**TASK GOAL**
Leaving out the pictures, output the lines from the one that contains "TARGET = white cloud" through the end of the material, exactly as they stand.

**INPUT ROWS**

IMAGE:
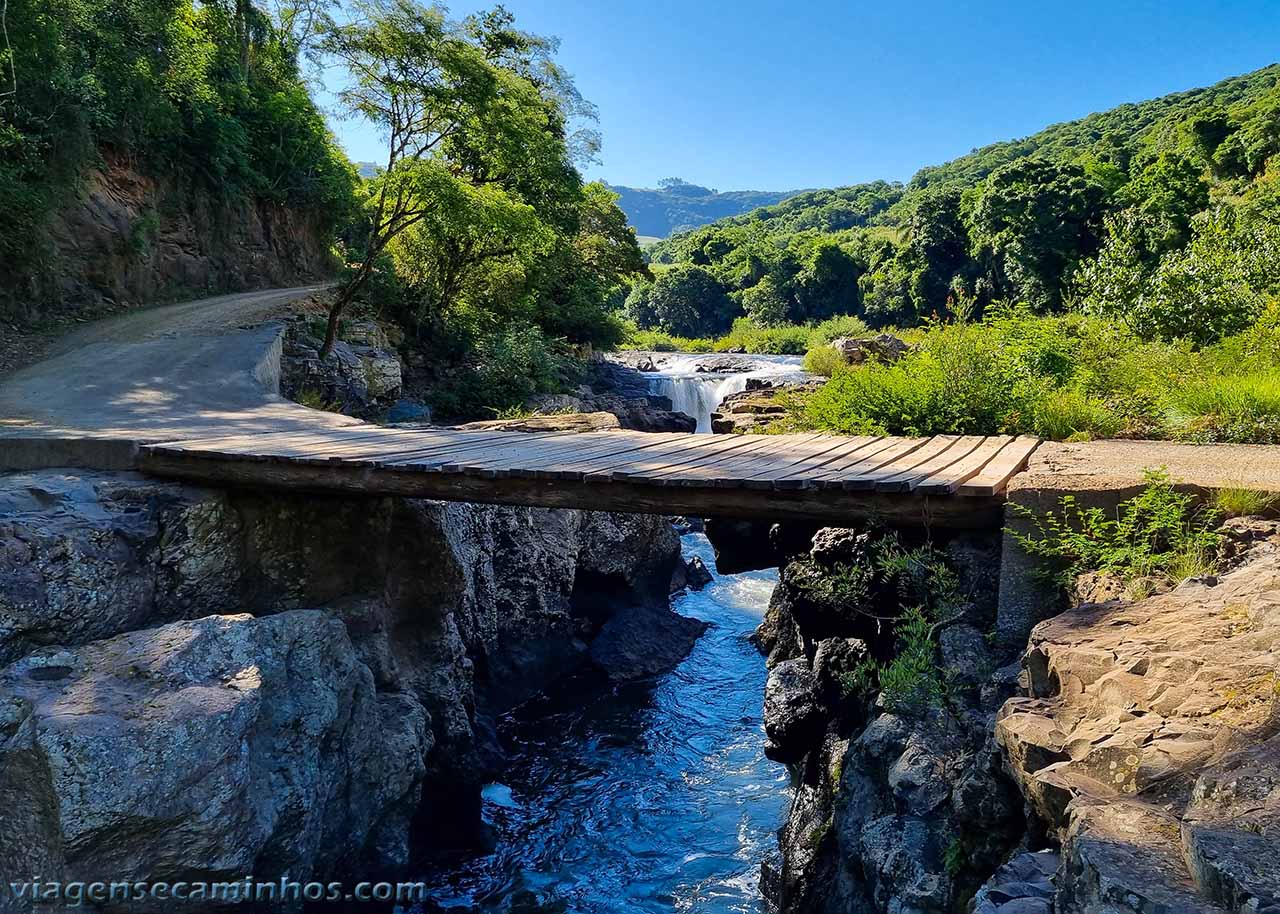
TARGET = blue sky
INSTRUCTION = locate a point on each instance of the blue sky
(755, 95)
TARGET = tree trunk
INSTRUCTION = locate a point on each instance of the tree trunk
(242, 17)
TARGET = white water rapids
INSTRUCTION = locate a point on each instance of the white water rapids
(698, 393)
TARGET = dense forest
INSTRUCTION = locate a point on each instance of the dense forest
(1116, 275)
(676, 205)
(1120, 213)
(478, 233)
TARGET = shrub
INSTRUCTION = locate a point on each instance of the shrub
(1239, 502)
(958, 382)
(833, 328)
(746, 336)
(1069, 414)
(823, 360)
(1156, 534)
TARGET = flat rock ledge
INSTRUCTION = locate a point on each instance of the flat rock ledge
(1147, 744)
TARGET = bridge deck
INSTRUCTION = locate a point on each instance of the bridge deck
(946, 480)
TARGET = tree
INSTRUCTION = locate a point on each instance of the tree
(420, 81)
(689, 301)
(827, 284)
(767, 305)
(1031, 222)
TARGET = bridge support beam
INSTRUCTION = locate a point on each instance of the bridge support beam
(831, 507)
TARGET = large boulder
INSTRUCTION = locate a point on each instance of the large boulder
(206, 749)
(883, 347)
(794, 713)
(465, 609)
(1147, 743)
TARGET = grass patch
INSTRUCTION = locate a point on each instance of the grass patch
(1239, 502)
(1063, 378)
(1157, 537)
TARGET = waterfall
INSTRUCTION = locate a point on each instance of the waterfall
(699, 393)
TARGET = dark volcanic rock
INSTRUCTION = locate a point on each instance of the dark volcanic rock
(644, 640)
(794, 714)
(145, 713)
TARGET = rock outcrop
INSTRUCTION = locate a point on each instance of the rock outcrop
(903, 809)
(883, 347)
(132, 237)
(220, 746)
(216, 680)
(1147, 743)
(360, 378)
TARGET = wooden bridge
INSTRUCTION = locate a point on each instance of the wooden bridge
(945, 480)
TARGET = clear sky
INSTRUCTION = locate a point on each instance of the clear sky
(753, 95)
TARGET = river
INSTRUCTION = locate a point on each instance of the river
(653, 796)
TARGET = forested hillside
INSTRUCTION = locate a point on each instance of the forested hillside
(1121, 211)
(676, 205)
(154, 149)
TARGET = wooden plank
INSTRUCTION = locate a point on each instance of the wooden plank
(794, 475)
(894, 461)
(865, 461)
(438, 455)
(705, 473)
(283, 438)
(905, 479)
(772, 460)
(947, 480)
(607, 461)
(995, 476)
(839, 461)
(503, 458)
(810, 506)
(654, 470)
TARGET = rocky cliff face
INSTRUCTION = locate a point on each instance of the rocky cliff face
(1146, 743)
(219, 682)
(1128, 762)
(896, 809)
(133, 238)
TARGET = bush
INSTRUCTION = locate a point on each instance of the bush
(959, 380)
(772, 341)
(823, 361)
(833, 328)
(1156, 535)
(1068, 414)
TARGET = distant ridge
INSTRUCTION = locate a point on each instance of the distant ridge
(676, 205)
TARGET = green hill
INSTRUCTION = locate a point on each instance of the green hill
(676, 205)
(1086, 210)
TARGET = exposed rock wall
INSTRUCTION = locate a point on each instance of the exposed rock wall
(132, 238)
(1147, 743)
(894, 810)
(1129, 762)
(218, 682)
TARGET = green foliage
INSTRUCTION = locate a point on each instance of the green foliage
(1159, 534)
(684, 301)
(955, 858)
(1240, 502)
(1215, 287)
(501, 371)
(1229, 408)
(766, 305)
(929, 589)
(1069, 376)
(163, 86)
(823, 361)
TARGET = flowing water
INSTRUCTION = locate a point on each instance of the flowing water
(645, 798)
(650, 796)
(698, 393)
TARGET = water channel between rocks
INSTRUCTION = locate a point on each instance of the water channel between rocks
(652, 796)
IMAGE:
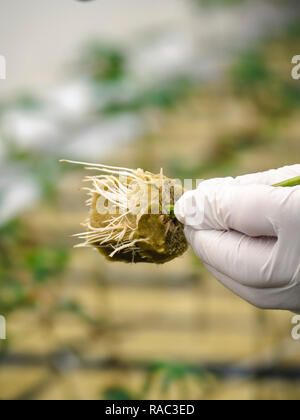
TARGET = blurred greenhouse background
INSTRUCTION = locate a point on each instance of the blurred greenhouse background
(202, 88)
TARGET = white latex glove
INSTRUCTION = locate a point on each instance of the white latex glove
(247, 233)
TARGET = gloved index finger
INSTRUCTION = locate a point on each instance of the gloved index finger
(254, 210)
(271, 177)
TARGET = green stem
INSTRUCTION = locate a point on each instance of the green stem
(293, 182)
(289, 183)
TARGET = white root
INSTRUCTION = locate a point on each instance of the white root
(113, 188)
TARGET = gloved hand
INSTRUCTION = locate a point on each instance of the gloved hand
(247, 233)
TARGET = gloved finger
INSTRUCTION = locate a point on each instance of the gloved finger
(271, 177)
(284, 298)
(248, 261)
(255, 210)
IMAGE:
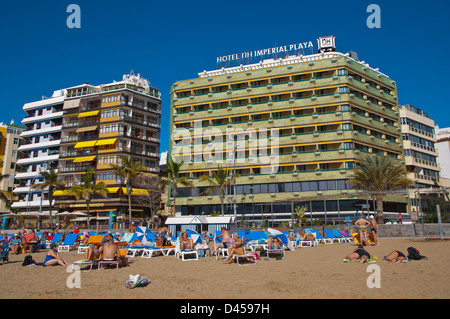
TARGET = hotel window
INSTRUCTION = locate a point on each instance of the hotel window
(109, 128)
(345, 108)
(110, 113)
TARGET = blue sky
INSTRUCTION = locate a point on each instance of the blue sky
(168, 41)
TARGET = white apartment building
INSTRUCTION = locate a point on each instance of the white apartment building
(40, 148)
(421, 154)
(443, 146)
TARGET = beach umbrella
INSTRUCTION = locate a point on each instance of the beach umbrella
(142, 234)
(66, 213)
(282, 236)
(195, 236)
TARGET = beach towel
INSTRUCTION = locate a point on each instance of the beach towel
(368, 261)
(137, 281)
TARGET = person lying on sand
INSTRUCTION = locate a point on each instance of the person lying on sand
(359, 253)
(396, 257)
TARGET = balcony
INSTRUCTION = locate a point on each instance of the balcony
(43, 117)
(43, 131)
(45, 144)
(39, 159)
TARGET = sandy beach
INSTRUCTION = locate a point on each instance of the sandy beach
(317, 272)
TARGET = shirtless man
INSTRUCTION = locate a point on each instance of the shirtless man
(374, 229)
(185, 242)
(225, 235)
(362, 224)
(109, 251)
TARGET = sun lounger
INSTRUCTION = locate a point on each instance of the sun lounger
(249, 257)
(340, 236)
(189, 252)
(5, 250)
(108, 262)
(69, 242)
(321, 239)
(94, 239)
(148, 252)
(167, 250)
(55, 240)
(332, 236)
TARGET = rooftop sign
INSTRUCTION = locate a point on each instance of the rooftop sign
(285, 50)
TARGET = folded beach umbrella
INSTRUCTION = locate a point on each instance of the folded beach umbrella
(196, 237)
(141, 233)
(282, 236)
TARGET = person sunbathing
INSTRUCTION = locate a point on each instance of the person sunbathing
(92, 253)
(275, 243)
(110, 252)
(359, 254)
(185, 242)
(237, 248)
(53, 258)
(309, 237)
(225, 238)
(16, 244)
(396, 257)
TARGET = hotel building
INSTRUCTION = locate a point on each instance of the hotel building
(9, 144)
(320, 113)
(443, 147)
(39, 146)
(101, 124)
(422, 167)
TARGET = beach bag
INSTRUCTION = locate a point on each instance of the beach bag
(28, 260)
(414, 254)
(137, 281)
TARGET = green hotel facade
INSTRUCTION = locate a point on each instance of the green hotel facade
(293, 128)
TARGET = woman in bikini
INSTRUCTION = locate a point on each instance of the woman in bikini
(396, 257)
(362, 224)
(237, 248)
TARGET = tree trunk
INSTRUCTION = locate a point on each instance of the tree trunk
(174, 196)
(87, 211)
(50, 199)
(380, 215)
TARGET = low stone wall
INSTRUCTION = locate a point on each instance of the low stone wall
(399, 230)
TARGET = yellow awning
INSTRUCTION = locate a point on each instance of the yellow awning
(84, 159)
(86, 114)
(113, 190)
(87, 129)
(106, 142)
(85, 144)
(136, 192)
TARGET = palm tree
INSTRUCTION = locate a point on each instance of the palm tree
(173, 180)
(51, 183)
(379, 175)
(88, 190)
(128, 172)
(220, 180)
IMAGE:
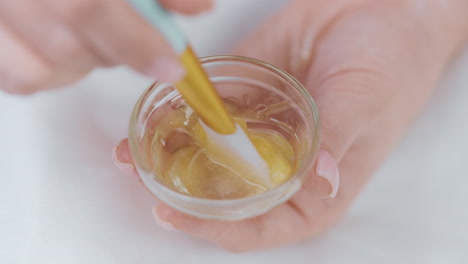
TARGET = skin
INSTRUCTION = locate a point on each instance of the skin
(62, 41)
(371, 66)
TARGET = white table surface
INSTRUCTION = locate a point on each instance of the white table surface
(62, 201)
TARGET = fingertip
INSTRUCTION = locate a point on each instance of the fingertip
(327, 168)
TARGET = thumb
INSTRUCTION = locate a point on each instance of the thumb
(347, 104)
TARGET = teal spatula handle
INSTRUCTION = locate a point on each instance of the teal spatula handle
(161, 19)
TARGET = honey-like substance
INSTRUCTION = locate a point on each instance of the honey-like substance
(186, 162)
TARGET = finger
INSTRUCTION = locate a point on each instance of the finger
(279, 226)
(49, 39)
(188, 7)
(21, 70)
(121, 36)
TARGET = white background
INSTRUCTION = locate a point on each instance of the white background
(62, 201)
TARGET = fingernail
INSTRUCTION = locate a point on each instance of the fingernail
(328, 169)
(165, 69)
(163, 223)
(120, 164)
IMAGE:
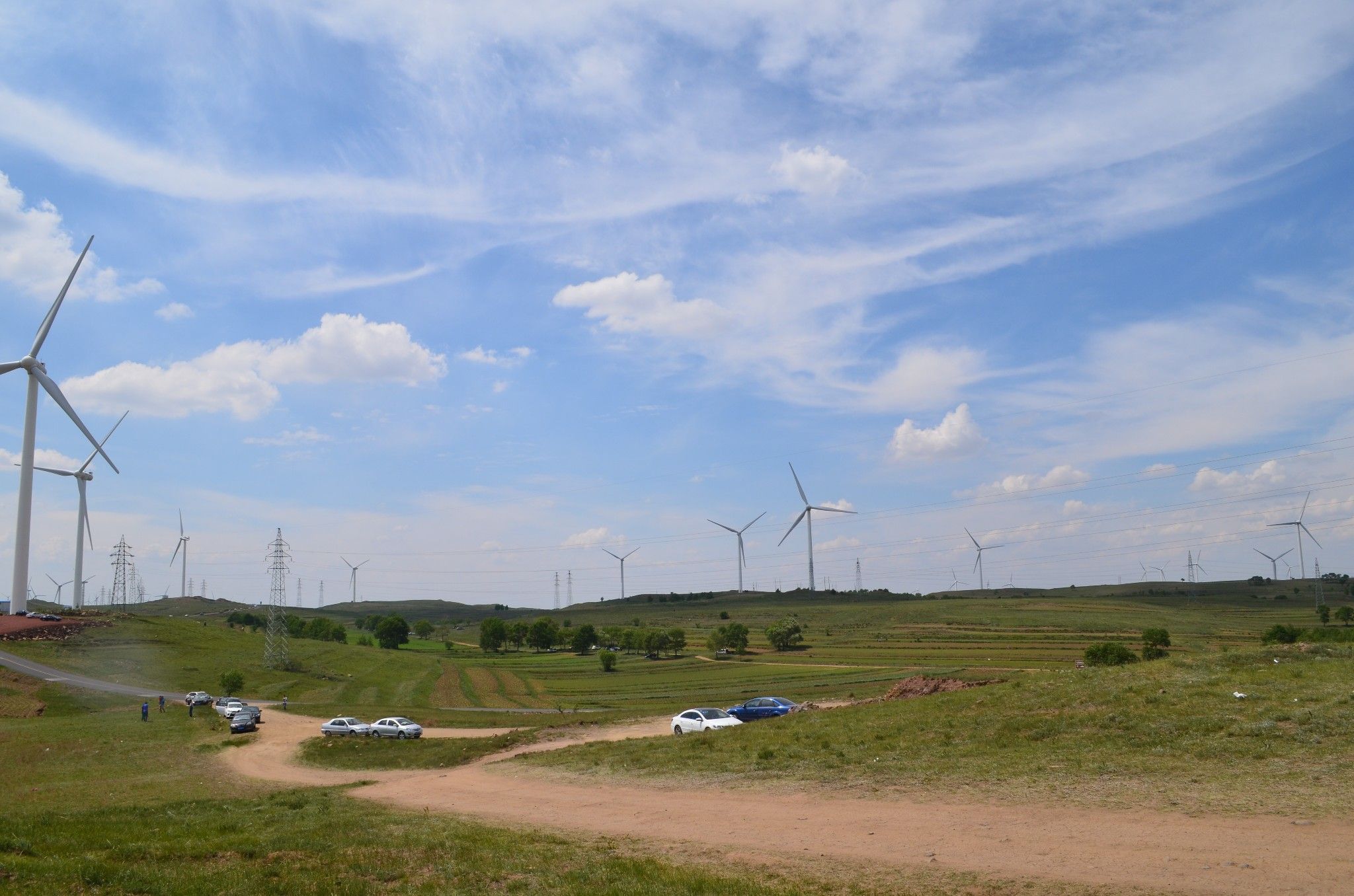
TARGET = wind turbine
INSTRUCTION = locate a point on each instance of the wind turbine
(807, 513)
(742, 558)
(623, 566)
(354, 576)
(38, 377)
(83, 475)
(1300, 528)
(1273, 561)
(978, 564)
(183, 569)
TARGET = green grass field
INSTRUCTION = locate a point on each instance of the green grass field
(1168, 735)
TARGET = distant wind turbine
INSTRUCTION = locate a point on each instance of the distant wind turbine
(1299, 527)
(978, 564)
(807, 513)
(623, 569)
(38, 377)
(354, 576)
(83, 475)
(1273, 561)
(742, 558)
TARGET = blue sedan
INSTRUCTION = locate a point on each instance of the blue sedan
(762, 708)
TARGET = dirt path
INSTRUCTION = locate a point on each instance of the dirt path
(1162, 852)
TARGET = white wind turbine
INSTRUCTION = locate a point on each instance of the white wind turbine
(978, 564)
(60, 585)
(1300, 528)
(623, 569)
(83, 475)
(807, 513)
(38, 377)
(742, 558)
(183, 569)
(352, 576)
(1273, 561)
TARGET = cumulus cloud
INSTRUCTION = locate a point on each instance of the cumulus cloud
(1267, 474)
(243, 378)
(588, 538)
(813, 171)
(953, 436)
(625, 303)
(174, 312)
(37, 255)
(481, 355)
(290, 437)
(1059, 475)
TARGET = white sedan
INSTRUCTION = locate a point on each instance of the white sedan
(396, 727)
(695, 720)
(344, 726)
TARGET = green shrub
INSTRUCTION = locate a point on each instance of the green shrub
(1108, 654)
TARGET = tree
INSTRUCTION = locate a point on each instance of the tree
(543, 634)
(391, 632)
(676, 640)
(493, 632)
(785, 634)
(1108, 654)
(232, 683)
(584, 638)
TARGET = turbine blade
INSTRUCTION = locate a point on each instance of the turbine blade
(797, 484)
(50, 385)
(90, 459)
(793, 527)
(56, 306)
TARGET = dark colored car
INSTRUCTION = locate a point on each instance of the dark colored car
(762, 708)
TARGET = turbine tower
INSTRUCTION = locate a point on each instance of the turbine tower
(742, 558)
(354, 576)
(978, 564)
(807, 513)
(38, 377)
(1273, 561)
(183, 570)
(83, 475)
(1300, 528)
(622, 573)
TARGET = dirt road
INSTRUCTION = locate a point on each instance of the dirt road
(1162, 852)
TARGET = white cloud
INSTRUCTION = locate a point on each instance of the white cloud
(174, 312)
(481, 355)
(37, 255)
(588, 538)
(953, 436)
(243, 378)
(1267, 474)
(307, 436)
(625, 303)
(813, 171)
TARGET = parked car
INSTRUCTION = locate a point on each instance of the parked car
(344, 726)
(396, 727)
(707, 719)
(763, 708)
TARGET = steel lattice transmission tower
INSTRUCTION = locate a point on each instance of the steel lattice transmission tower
(275, 636)
(121, 561)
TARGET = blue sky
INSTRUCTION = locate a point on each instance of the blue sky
(474, 290)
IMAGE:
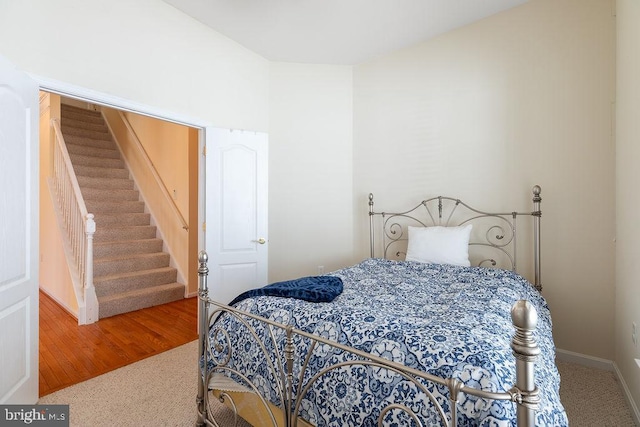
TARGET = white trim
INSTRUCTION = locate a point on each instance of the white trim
(606, 365)
(88, 95)
(584, 360)
(627, 394)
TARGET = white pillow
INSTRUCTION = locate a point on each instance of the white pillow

**WRITTEN RESPONSE**
TARGET = white cloud
INSTRUCTION = locate a point on each instance of the white cloud
(174, 312)
(481, 355)
(37, 255)
(588, 538)
(953, 436)
(243, 378)
(1267, 474)
(307, 436)
(625, 303)
(813, 171)
TARGET = parked car
INSTRUCTION = locate a point on each instance of the parked car
(344, 726)
(396, 727)
(707, 719)
(763, 708)
TARGET = steel lattice transmission tower
INSTRUCTION = locate a point on each instance of the steel lattice transmission tower
(275, 636)
(121, 561)
TARGET = blue sky
INSTRUCTION = locate a point on each instance of the blue sky
(474, 290)
IMAGE:
TARGET = white trim
INSTRUCTION = locate a point on each instance of the white trim
(606, 365)
(88, 95)
(584, 360)
(627, 394)
TARGET = white pillow
INSTRUCTION = locate a point on each instance of the white pillow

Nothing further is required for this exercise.